**AIM OF THE TASK**
Write what comes next in the notebook below on implementing DQN in JAX, continuing directly from its final line of code.

**SELECTED PASSAGE**
•••••

# DQN implementation in JAX

I will implement the DQN algorithm as proposed by the following paper [1]. I will try to make the model as general as possible, so that it can be used for any type of problem. The model will be implemented in JAX, so that fast training and testing will be possible with the model.

**References:**

[1] M Roderick et al. 2017, Implementing the Deep Q-Network

In [77]:
# Import jax
import optax
import jax.numpy as jnp
from jax.nn import relu
from jax import grad, value_and_grad, jit
from jax.random import normal, PRNGKey
from functools import partial

In [78]:
# Neural network hard-coded version for Inverted Pendulum case

# class InvPendulumNN:
#     def __init__(self, in_size=5, out_size=1, hidden_size=10, a_func=relu, seed=42):
#         prng_key = PRNGKey(seed)
#         self.W1 = normal(prng_key,shape=(hidden_size,in_size))

•••••

**EXCERPTED RECORDS**

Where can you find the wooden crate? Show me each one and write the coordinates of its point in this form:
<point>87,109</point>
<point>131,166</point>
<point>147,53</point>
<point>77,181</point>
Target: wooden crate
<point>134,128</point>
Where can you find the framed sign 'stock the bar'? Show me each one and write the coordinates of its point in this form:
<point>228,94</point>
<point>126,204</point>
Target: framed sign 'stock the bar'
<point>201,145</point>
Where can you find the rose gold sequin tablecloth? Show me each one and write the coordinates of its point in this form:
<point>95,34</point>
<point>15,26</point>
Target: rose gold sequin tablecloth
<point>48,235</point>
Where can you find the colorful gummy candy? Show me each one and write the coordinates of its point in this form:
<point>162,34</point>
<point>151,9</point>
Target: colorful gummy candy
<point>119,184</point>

•••••

**EXERCISE ANSWER**
#         self.W2 = normal(prng_key,shape=(out_size,hidden_size))
#         self.params = {"W1": self.W1, "W2": self.W2}
#         self.dW1 = jnp.zeros_like(self.W1)
#         self.dW2 = jnp.zeros_like(self.W2)
#         self.a_funcs = [a_func, a_func]
#     def predict_loss(self, params, x):
#         x_h = self.a_funcs[0](params["W1"] @ x)
#         return self.a_funcs[1](params["W2"] @ x_h)
#     def predict(self, x):
#         x_h = self.a_funcs[0](self.params["W1"] @ x)
#         return self.a_funcs[1](self.params["W2"] @ x_h)
#     def loss(self, params, batch):
#         x,y = batch
#         return jnp.square(y - self.predict_loss(params, x)).mean()
#     def parameters(self):
#         return self.params
#     def set_parameters(self, params):
#         self.params = params

prng_key = PRNGKey(42)

class InvPendulumNNv2:
    def predict(params, x):
        x_h = relu(params["W1"] @ x)
        return relu(params["W2"] @ x_h)
    def loss(params, batch):
        x,y = batch
        return jnp.square(y - InvPendulumNNv2.predict(params, x)).mean()
    def generate_params(in_size=5, hidden_size=10, out_size=1):
        return {
            "W1":normal(prng_key,shape=(hidden_size,in_size)),
            "W2":normal(prng_key,shape=(out_size,hidden_size))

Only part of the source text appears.